> Okuma parçası
------------------------------------------------------------------------

Dünya hayatı zorluklarla doludur. Cenâb-ı Mevla insanoğlunu hayra ve şerre meyilli yaratmış, yolu üzerine türlü imtihanlar koymuştur. Allah dostlarının izinde yürüyenler, gayretlerini boşa çıkaracak, bunca işi manen iptal edecek tehlikelerden kaçınmış olur.

İmam Kuşeyrî rahmetullahi aleyh şöyle buyurmuştur: “Hak katında, zâhirde yapılan işler dikkate alınmaz. Bu işler bedenle veya malla veya her ikisiyle yapılsın, aynıdır. Amelde dikkat edilecek nokta, onun ihlâsla, sadece Allah rızası için yapılmış olmasıdır. Kul azalarıyla amel ederken ihlâslı olur ve kalbinde Allah Tealâ’dan başka dikkate aldığı kimse kalmazsa o amel kabul edilmeye layık olur. Amelin sahibi, işinde sadece Hakk’a yöneldiği için ilâhî yakınlığa ulaşır.”

------------------------------------------------------------------------

> Kayıtlı veriler
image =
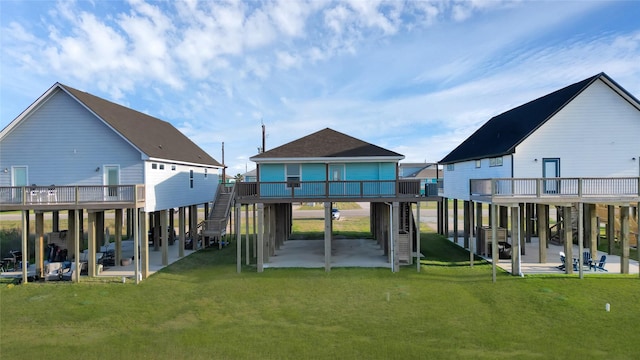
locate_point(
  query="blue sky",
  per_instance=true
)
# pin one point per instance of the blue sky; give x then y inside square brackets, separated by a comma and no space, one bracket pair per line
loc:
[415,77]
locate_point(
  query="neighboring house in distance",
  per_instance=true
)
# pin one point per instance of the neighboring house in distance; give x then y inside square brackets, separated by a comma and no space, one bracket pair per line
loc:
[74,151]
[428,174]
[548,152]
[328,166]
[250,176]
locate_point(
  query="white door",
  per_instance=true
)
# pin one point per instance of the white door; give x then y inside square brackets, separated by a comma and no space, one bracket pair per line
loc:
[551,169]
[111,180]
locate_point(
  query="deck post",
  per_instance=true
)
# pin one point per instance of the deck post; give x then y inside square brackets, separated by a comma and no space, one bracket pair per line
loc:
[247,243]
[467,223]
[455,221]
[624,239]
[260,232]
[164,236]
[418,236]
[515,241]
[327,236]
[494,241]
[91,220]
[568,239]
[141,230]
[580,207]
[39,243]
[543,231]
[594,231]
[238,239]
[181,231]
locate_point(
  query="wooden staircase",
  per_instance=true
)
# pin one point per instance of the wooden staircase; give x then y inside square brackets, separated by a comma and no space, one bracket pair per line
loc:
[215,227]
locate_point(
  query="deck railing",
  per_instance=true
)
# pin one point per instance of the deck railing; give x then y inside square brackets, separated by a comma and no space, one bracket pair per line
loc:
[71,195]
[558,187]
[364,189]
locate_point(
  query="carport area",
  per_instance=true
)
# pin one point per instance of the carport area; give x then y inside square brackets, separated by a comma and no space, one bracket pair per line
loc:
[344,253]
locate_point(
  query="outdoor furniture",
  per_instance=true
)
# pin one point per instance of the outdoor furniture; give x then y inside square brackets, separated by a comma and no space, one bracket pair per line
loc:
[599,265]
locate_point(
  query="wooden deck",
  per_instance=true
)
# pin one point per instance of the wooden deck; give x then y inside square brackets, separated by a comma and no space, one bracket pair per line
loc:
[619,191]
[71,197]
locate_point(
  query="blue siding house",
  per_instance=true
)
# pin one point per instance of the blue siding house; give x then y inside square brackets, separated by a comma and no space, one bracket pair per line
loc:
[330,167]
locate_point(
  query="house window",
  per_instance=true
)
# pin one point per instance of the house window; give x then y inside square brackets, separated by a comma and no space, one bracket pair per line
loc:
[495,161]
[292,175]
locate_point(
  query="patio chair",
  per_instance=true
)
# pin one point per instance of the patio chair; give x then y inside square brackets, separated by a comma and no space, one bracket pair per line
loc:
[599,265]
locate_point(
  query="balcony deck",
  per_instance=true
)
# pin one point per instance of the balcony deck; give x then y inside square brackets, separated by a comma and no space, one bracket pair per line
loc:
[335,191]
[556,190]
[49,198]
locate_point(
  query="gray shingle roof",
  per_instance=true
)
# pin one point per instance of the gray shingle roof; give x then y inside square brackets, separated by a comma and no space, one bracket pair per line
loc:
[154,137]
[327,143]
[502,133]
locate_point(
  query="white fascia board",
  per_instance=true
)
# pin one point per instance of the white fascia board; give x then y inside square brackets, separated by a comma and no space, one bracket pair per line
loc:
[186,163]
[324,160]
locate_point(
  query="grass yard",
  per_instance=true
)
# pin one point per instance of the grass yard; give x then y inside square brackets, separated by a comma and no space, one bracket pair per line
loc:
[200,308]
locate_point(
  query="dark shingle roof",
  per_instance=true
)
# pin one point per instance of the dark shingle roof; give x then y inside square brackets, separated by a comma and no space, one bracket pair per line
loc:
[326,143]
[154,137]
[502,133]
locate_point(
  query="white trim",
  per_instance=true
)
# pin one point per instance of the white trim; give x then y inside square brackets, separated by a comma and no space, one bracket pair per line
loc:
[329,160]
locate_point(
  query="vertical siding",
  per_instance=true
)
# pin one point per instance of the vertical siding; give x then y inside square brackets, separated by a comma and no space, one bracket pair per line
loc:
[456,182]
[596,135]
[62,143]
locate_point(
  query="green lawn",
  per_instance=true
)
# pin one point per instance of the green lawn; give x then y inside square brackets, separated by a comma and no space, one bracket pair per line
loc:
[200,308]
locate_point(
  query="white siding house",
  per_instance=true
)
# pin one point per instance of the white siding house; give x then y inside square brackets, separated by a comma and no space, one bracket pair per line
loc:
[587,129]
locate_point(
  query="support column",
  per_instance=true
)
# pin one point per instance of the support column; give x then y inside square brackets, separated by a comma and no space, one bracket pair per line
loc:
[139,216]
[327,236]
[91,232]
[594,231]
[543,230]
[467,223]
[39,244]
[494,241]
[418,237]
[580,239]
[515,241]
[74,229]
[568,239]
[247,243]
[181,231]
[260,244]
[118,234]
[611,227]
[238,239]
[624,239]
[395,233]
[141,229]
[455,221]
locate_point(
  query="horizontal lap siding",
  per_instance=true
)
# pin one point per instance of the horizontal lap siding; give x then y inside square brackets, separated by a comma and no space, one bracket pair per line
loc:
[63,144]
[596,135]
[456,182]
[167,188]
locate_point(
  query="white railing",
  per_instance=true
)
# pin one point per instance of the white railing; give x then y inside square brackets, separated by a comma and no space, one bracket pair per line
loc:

------------------------------------------------------------------------

> Alıştırma soruları
1. Aşağıdaki (a), (b) ve (c) ifadelerinin okuma parçasıyla uyuşup uyuşmadığını belirtiniz. Her biri için "evet" veya "hayır" yazıp kararı belirleyen sözleri parçadan aynen aktarınız.
(a) Cenâb-ı Mevla insanoğlunu yalnızca hayra meyilli yaratmıştır.
(b) İmam Kuşeyrî'ye göre amelde dikkat edilecek nokta, amelin ihlâsla yapılmış olmasıdır.
(c) İmam Kuşeyrî'ye göre bedenle yapılan işler, malla yapılan işlerden daha değerlidir.
2. Okuma parçasında “Dünya hayatı zorluklarla” ile “tehlikelerden kaçınmış olur.” arasındaki bölümü, bu sözler de dahil olmak üzere, hiçbir değişiklik yapmadan yazınız.
Bu alıştırmaları yapmak için öğelere başvurmak gerekmez.

> Alıştırma çözümleri
1.
(a) Hayır: “Cenâb-ı Mevla insanoğlunu hayra ve şerre meyilli yaratmış”
(b) Evet: “Amelde dikkat edilecek nokta, onun ihlâsla, sadece Allah rızası için yapılmış olmasıdır.”
(c) Hayır: “Bu işler bedenle veya malla veya her ikisiyle yapılsın, aynıdır.”

2.
Dünya hayatı zorluklarla doludur. Cenâb-ı Mevla insanoğlunu hayra ve şerre meyilli yaratmış, yolu üzerine türlü imtihanlar koymuştur. Allah dostlarının izinde yürüyenler, gayretlerini boşa çıkaracak, bunca işi manen iptal edecek tehlikelerden kaçınmış olur.